-- Data shown follows --
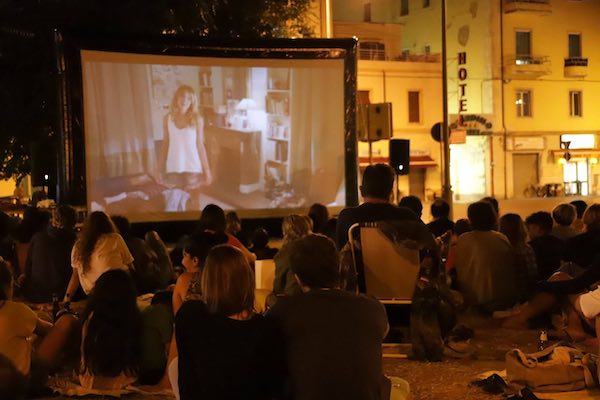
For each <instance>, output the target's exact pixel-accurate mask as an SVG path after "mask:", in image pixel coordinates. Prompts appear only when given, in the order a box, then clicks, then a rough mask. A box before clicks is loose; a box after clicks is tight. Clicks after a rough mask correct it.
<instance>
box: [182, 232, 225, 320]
mask: <svg viewBox="0 0 600 400" xmlns="http://www.w3.org/2000/svg"><path fill="white" fill-rule="evenodd" d="M224 243H227V236H226V235H225V234H224V233H222V232H221V233H218V232H212V231H204V232H201V233H198V234H195V235H194V236H193V237H192V238H190V239H189V240H188V241H187V242H186V244H185V245H184V247H183V258H182V260H181V264H182V265H183V267H184V268H185V272H184V273H183V274H181V275H180V276H179V278H177V282H176V283H175V289H174V290H173V313H174V314H177V311H179V308H180V307H181V305H182V304H183V302H184V301H187V300H197V299H199V298H200V297H201V295H202V292H201V289H200V280H201V278H202V268H203V265H204V261H206V257H207V255H208V251H209V250H210V249H211V248H213V247H214V246H216V245H219V244H224Z"/></svg>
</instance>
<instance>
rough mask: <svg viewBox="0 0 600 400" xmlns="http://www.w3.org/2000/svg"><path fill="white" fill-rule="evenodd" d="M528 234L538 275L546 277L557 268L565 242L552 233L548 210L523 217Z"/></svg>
mask: <svg viewBox="0 0 600 400" xmlns="http://www.w3.org/2000/svg"><path fill="white" fill-rule="evenodd" d="M525 226H526V227H527V233H528V235H529V245H530V246H531V247H532V248H533V251H534V252H535V260H536V264H537V266H538V276H539V278H540V279H542V280H546V279H548V278H549V277H550V276H551V275H552V274H553V273H554V272H555V271H556V270H557V269H558V268H560V262H561V260H562V258H563V254H564V249H565V243H564V242H563V241H562V240H561V239H559V238H557V237H556V236H553V235H552V216H551V215H550V213H549V212H546V211H538V212H535V213H533V214H531V215H530V216H528V217H527V218H526V219H525Z"/></svg>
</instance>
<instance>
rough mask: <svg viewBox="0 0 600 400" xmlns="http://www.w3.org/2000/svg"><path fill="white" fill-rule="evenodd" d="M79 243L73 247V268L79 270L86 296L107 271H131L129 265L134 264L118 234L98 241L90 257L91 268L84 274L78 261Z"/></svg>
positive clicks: (122, 239) (78, 261) (110, 236)
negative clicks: (121, 270)
mask: <svg viewBox="0 0 600 400" xmlns="http://www.w3.org/2000/svg"><path fill="white" fill-rule="evenodd" d="M78 248H79V241H78V242H77V243H75V246H73V251H72V252H71V266H72V267H73V268H74V269H76V270H77V274H78V275H79V283H80V284H81V287H82V288H83V291H84V292H85V293H86V294H89V293H90V292H91V291H92V289H93V288H94V285H95V284H96V281H97V280H98V278H99V277H100V275H102V274H103V273H105V272H106V271H109V270H111V269H123V270H126V271H127V270H129V266H128V264H131V263H132V262H133V256H132V255H131V253H130V252H129V249H128V248H127V245H126V244H125V241H124V240H123V238H122V237H121V235H119V234H118V233H107V234H104V235H102V236H100V238H99V239H98V241H97V242H96V247H94V251H93V252H92V256H91V257H90V268H89V270H88V271H87V272H83V265H82V263H81V262H80V261H79V260H78V259H77V258H78V257H77V254H78Z"/></svg>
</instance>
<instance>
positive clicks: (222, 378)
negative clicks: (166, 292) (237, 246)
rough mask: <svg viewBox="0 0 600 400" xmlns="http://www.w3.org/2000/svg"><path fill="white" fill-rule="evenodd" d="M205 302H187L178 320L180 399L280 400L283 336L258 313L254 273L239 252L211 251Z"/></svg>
mask: <svg viewBox="0 0 600 400" xmlns="http://www.w3.org/2000/svg"><path fill="white" fill-rule="evenodd" d="M202 300H203V301H188V302H186V303H185V304H184V305H183V306H182V307H181V309H180V310H179V312H178V313H177V316H176V318H175V327H176V338H177V349H178V353H179V361H178V363H179V367H178V370H179V378H178V382H179V395H180V398H181V399H182V400H195V399H257V400H258V399H271V398H278V394H279V392H280V386H281V383H282V371H283V361H282V349H281V346H279V345H278V343H279V342H280V339H279V334H278V332H277V330H276V326H275V324H273V323H272V322H271V321H268V320H266V319H265V318H263V317H262V316H261V315H258V314H255V313H254V311H253V309H254V274H253V273H252V270H251V269H250V265H249V264H248V261H247V259H246V258H245V257H244V255H243V254H242V253H241V252H240V250H238V249H236V248H234V247H232V246H229V245H221V246H217V247H215V248H213V249H212V250H211V251H210V253H209V255H208V257H207V259H206V265H205V268H204V272H203V274H202Z"/></svg>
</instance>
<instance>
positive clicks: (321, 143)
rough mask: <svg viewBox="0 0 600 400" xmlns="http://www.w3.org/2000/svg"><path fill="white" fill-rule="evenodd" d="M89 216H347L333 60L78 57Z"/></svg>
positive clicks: (132, 55) (184, 57) (338, 76)
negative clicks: (116, 214) (230, 214)
mask: <svg viewBox="0 0 600 400" xmlns="http://www.w3.org/2000/svg"><path fill="white" fill-rule="evenodd" d="M80 55H81V71H82V88H83V116H84V141H85V168H86V182H87V188H86V190H87V203H88V204H87V206H88V210H90V211H95V210H104V211H106V212H108V213H110V214H119V215H124V216H127V217H128V218H130V219H131V220H132V221H135V222H142V221H167V220H182V219H190V218H197V216H198V212H199V210H201V209H202V208H203V207H204V206H206V205H207V204H210V203H213V204H217V205H219V206H221V207H222V208H224V209H225V210H237V211H238V212H239V213H240V215H242V216H247V217H260V216H282V215H286V214H288V213H289V212H290V210H299V209H304V210H306V208H307V207H309V206H310V205H311V204H312V203H315V202H319V203H322V204H325V205H327V206H329V207H332V208H341V207H343V206H345V205H346V187H345V179H344V176H345V175H344V173H345V169H344V121H345V120H344V118H345V110H344V60H342V59H318V60H316V59H268V58H267V59H263V58H256V59H253V58H220V57H219V58H216V57H215V58H210V57H189V56H179V55H177V56H173V55H149V54H134V53H121V52H109V51H97V50H81V52H80Z"/></svg>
-- Data shown concluded --
What you have to do :: With the pictures removed, copy the data above word for word.

Exercise result ::
For each <instance>, output the target's exact pixel-accurate mask as an SVG path after "mask:", in image pixel coordinates. Prompts appear only when given, in the order a box, then clicks, then a rough mask. A box before clicks is loose; a box after clicks is tight. Clicks after a rough mask correct it.
<instance>
box: [182, 232, 225, 320]
mask: <svg viewBox="0 0 600 400" xmlns="http://www.w3.org/2000/svg"><path fill="white" fill-rule="evenodd" d="M224 243H227V236H226V235H225V234H224V233H222V232H221V233H218V232H212V231H204V232H201V233H198V234H195V235H194V236H193V237H192V238H190V239H189V240H188V241H187V242H186V244H185V245H184V247H183V258H182V260H181V264H182V265H183V267H184V268H185V272H184V273H183V274H181V275H180V276H179V278H177V282H176V283H175V289H174V290H173V313H174V314H177V311H179V308H180V307H181V305H182V304H183V302H184V301H187V300H197V299H199V298H200V297H201V295H202V292H201V289H200V280H201V278H202V268H203V265H204V261H206V257H207V255H208V251H209V250H210V249H211V248H213V247H214V246H216V245H219V244H224Z"/></svg>
</instance>
<instance>
rough mask: <svg viewBox="0 0 600 400" xmlns="http://www.w3.org/2000/svg"><path fill="white" fill-rule="evenodd" d="M528 234L538 275L546 277L557 268L565 242L552 233L548 210L523 217Z"/></svg>
mask: <svg viewBox="0 0 600 400" xmlns="http://www.w3.org/2000/svg"><path fill="white" fill-rule="evenodd" d="M525 226H526V227H527V233H528V235H529V245H530V246H531V247H532V248H533V251H534V252H535V260H536V264H537V266H538V276H539V278H540V279H542V280H546V279H548V278H549V277H550V276H551V275H552V274H553V273H554V272H555V271H556V270H557V269H558V268H560V262H561V260H562V258H563V254H564V249H565V243H564V242H563V241H562V240H561V239H559V238H557V237H556V236H553V235H552V216H551V215H550V213H549V212H546V211H538V212H535V213H533V214H531V215H530V216H528V217H527V218H526V219H525Z"/></svg>
</instance>
<instance>
rough mask: <svg viewBox="0 0 600 400" xmlns="http://www.w3.org/2000/svg"><path fill="white" fill-rule="evenodd" d="M79 243L73 247V268L79 270L86 296L107 271H131L129 265L134 264L118 234L98 241L90 257L91 268L84 274L78 261Z"/></svg>
positive clicks: (122, 239) (78, 261) (110, 236)
negative clicks: (121, 270)
mask: <svg viewBox="0 0 600 400" xmlns="http://www.w3.org/2000/svg"><path fill="white" fill-rule="evenodd" d="M78 248H79V241H78V242H77V243H75V246H73V251H72V252H71V266H72V267H73V268H74V269H76V270H77V274H78V275H79V283H80V284H81V287H82V288H83V291H84V292H85V293H86V294H89V293H90V292H91V291H92V289H93V288H94V285H95V284H96V281H97V280H98V278H99V277H100V275H102V274H103V273H105V272H106V271H109V270H111V269H123V270H126V271H127V270H129V266H128V264H131V263H132V262H133V256H132V255H131V253H130V252H129V249H128V248H127V245H126V244H125V241H124V240H123V238H122V237H121V235H119V234H118V233H107V234H104V235H102V236H100V238H99V239H98V241H97V242H96V247H94V251H93V252H92V256H91V257H90V268H89V270H88V271H87V272H83V265H82V263H81V262H80V261H79V260H78V259H77V258H78V257H77V254H78Z"/></svg>
</instance>
<instance>
positive clicks: (222, 378)
negative clicks: (166, 292) (237, 246)
rough mask: <svg viewBox="0 0 600 400" xmlns="http://www.w3.org/2000/svg"><path fill="white" fill-rule="evenodd" d="M205 302H187L178 320L180 399L280 400L283 336L258 313L254 273L239 252L211 251Z"/></svg>
mask: <svg viewBox="0 0 600 400" xmlns="http://www.w3.org/2000/svg"><path fill="white" fill-rule="evenodd" d="M202 300H203V301H188V302H186V303H185V304H184V305H183V306H182V307H181V309H180V310H179V312H178V313H177V316H176V318H175V327H176V338H177V349H178V353H179V361H178V363H179V367H178V370H179V378H178V382H179V395H180V398H181V399H182V400H195V399H257V400H258V399H271V398H278V394H279V392H280V386H281V383H282V371H283V361H282V349H281V346H279V345H278V343H279V342H280V339H279V334H278V332H277V330H276V326H275V324H273V323H272V322H271V321H268V320H266V319H265V318H263V317H262V316H261V315H258V314H255V313H254V311H253V309H254V274H253V273H252V270H251V269H250V265H249V264H248V261H247V259H246V258H245V257H244V255H243V254H242V253H241V252H240V250H238V249H236V248H234V247H232V246H229V245H221V246H217V247H215V248H213V249H212V250H211V251H210V253H209V255H208V257H207V259H206V265H205V268H204V272H203V274H202Z"/></svg>
</instance>
<instance>
positive clicks: (321, 143)
rough mask: <svg viewBox="0 0 600 400" xmlns="http://www.w3.org/2000/svg"><path fill="white" fill-rule="evenodd" d="M89 216H347L333 60L78 57Z"/></svg>
positive clicks: (132, 55) (184, 57) (338, 76)
negative clicks: (116, 214) (230, 214)
mask: <svg viewBox="0 0 600 400" xmlns="http://www.w3.org/2000/svg"><path fill="white" fill-rule="evenodd" d="M80 55H81V71H82V88H83V116H84V141H85V168H86V182H87V188H86V190H87V203H88V204H87V206H88V210H90V211H95V210H104V211H106V212H108V213H110V214H119V215H124V216H127V217H128V218H130V219H131V220H132V221H135V222H142V221H167V220H182V219H190V218H197V216H198V212H199V210H201V209H202V208H203V207H204V206H206V205H207V204H210V203H213V204H217V205H219V206H221V207H222V208H224V209H225V210H237V211H238V212H239V213H240V215H242V216H247V217H260V216H282V215H286V214H288V213H289V212H290V210H299V209H304V210H306V208H307V207H309V206H310V205H311V204H312V203H315V202H319V203H322V204H325V205H327V206H329V207H332V208H341V207H343V206H345V205H346V187H345V179H344V176H345V175H344V173H345V169H344V121H345V120H344V118H345V110H344V60H342V59H318V60H316V59H268V58H267V59H263V58H256V59H253V58H220V57H219V58H216V57H215V58H210V57H189V56H179V55H177V56H173V55H149V54H134V53H121V52H109V51H97V50H81V52H80Z"/></svg>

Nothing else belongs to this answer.